----- SOURCE DATA -----
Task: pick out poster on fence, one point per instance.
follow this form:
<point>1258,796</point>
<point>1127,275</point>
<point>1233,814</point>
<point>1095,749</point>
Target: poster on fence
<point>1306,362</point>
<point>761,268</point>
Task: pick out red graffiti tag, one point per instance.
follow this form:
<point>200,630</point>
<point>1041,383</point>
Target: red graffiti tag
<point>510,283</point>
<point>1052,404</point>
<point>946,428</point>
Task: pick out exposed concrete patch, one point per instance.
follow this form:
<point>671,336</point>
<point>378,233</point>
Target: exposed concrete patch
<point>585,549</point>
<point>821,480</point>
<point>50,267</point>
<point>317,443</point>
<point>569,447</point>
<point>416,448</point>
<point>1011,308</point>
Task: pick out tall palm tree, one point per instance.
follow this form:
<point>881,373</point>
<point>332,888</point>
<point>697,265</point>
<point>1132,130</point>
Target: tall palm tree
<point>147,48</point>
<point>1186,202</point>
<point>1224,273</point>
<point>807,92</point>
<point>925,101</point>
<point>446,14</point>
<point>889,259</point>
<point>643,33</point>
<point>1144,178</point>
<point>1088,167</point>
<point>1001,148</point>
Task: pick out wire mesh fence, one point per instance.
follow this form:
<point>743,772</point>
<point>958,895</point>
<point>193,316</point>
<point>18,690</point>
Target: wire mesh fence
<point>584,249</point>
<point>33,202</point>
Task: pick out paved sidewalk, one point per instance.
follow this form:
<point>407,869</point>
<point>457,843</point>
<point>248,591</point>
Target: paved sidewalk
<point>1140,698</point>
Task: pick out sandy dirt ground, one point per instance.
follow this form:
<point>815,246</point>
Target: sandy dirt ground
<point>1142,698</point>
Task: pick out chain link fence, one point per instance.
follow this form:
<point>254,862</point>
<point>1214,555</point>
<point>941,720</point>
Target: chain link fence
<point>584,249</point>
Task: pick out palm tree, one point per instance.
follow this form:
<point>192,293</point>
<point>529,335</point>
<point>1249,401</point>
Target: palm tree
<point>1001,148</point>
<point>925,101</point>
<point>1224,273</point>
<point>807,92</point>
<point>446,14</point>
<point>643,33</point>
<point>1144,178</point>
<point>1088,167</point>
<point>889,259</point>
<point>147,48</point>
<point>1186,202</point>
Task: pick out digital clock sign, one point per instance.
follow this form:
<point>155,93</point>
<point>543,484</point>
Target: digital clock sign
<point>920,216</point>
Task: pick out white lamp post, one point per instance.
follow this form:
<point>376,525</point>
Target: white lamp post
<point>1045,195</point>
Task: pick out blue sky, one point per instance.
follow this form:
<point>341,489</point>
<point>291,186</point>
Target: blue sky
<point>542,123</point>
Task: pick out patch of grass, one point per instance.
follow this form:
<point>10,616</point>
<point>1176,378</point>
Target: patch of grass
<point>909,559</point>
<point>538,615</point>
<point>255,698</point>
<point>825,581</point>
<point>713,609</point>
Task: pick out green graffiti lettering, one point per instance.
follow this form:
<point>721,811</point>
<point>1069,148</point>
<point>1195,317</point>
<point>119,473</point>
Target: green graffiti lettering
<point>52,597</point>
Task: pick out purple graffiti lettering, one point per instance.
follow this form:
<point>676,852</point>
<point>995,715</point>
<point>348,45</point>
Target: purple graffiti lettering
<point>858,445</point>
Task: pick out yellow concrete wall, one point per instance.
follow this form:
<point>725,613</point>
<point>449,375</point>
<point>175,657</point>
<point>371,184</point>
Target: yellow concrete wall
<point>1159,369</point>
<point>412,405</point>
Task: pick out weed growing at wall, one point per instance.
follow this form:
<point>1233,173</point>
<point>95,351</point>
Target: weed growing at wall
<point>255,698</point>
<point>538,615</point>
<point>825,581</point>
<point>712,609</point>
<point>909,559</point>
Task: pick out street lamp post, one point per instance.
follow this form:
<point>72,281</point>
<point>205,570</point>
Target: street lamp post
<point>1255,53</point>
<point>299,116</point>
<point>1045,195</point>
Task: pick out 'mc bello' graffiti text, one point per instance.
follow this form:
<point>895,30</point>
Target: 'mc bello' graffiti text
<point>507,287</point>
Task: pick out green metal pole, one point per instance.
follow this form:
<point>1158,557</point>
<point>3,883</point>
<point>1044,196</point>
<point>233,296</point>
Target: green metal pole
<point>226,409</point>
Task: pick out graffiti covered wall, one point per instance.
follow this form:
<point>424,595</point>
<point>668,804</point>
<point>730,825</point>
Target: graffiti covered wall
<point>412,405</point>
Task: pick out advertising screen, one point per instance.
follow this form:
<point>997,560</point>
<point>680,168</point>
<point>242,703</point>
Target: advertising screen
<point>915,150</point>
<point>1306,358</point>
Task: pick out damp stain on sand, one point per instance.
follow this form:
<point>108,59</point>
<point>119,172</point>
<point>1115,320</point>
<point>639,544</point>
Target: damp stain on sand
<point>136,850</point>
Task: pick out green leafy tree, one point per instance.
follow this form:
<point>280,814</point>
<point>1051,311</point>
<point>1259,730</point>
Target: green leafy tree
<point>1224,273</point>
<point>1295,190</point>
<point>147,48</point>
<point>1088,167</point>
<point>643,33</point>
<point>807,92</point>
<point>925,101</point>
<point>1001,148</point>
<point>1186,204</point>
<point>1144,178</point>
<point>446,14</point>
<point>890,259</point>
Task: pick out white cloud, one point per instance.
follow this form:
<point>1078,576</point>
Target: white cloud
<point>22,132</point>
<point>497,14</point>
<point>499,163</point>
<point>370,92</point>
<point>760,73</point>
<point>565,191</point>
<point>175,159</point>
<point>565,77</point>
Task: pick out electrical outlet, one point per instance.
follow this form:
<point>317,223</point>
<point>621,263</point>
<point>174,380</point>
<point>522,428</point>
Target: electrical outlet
-----
**PROMPT**.
Look through the entries above and quote exactly the lines from the line with "<point>1158,557</point>" to the line with "<point>639,544</point>", counting both of those lines.

**YOUR SOLUTION**.
<point>1158,557</point>
<point>3,883</point>
<point>1044,196</point>
<point>233,296</point>
Target: green metal pole
<point>226,409</point>
Task: pick out graffiti covered wall, one point per instance.
follow this form:
<point>424,595</point>
<point>668,804</point>
<point>730,825</point>
Target: graffiti covered wall
<point>412,405</point>
Task: pick out advertising screen, one point per instance.
follow this form:
<point>997,560</point>
<point>680,168</point>
<point>242,703</point>
Target: advertising screen
<point>915,150</point>
<point>1306,358</point>
Task: pick out damp stain on sand, one point per instance.
follow this form:
<point>108,59</point>
<point>119,172</point>
<point>1115,320</point>
<point>639,544</point>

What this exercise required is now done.